■ **About this exercise**
You are to retype exactly the line with "127, row 839" and every line after it in the entries below.

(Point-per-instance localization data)
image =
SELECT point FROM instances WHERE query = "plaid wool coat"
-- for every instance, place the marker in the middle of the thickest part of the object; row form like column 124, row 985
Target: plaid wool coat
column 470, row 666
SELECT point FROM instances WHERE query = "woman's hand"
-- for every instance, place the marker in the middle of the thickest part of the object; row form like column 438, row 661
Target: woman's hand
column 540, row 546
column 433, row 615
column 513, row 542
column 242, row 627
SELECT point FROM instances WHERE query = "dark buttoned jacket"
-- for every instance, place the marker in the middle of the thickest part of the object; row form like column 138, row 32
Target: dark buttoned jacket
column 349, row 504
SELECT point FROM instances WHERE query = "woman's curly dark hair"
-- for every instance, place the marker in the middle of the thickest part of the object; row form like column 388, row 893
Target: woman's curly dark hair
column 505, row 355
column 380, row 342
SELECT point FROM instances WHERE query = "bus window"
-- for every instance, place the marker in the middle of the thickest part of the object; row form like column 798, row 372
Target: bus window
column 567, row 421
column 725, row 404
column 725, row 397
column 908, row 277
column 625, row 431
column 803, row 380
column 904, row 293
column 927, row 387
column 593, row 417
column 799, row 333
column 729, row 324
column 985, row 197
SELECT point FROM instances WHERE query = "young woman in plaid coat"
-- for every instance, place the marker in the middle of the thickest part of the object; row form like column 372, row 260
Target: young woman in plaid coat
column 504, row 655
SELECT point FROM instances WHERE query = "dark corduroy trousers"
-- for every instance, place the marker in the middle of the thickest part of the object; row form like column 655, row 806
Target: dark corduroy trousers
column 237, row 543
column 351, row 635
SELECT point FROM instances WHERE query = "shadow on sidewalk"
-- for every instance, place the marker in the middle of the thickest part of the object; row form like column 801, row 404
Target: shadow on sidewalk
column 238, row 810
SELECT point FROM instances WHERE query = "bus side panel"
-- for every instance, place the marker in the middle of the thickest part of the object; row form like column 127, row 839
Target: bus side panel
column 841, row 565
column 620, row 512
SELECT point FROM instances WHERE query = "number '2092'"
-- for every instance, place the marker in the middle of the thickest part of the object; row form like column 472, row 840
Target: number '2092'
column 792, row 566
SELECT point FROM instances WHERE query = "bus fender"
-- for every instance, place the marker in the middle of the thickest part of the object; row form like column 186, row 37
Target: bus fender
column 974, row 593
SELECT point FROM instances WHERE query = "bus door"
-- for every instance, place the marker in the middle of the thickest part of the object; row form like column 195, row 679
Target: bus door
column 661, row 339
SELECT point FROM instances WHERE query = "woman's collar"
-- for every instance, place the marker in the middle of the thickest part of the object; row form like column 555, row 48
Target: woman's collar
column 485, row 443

■ **The answer**
-- for every instance, place the marker in the middle of the thickest part of the object; row form like column 127, row 839
Target: bus side panel
column 841, row 565
column 620, row 512
SELECT point FROM instances WHERE query = "number '2092'"
-- for every instance, place the marker in the middle of the thickest part of the object; row form like column 472, row 840
Target: number '2092'
column 792, row 566
SELECT point FROM instances WHERE query = "bus fender"
-- for every instance, place the marker in the middle of the thickest part of the object; row form like column 186, row 37
Target: bus fender
column 974, row 593
SELECT point FROM instances WHERE query = "bus door"
-- for every instance, place the marker in the middle of the thickest part of the object; row form like column 195, row 679
Target: bus door
column 661, row 339
SELECT point FROM instances WHERE query = "woman's collar"
-- for every instance, place the marker in the middle of the thickest part of the object; row form like column 555, row 48
Target: woman's collar
column 485, row 443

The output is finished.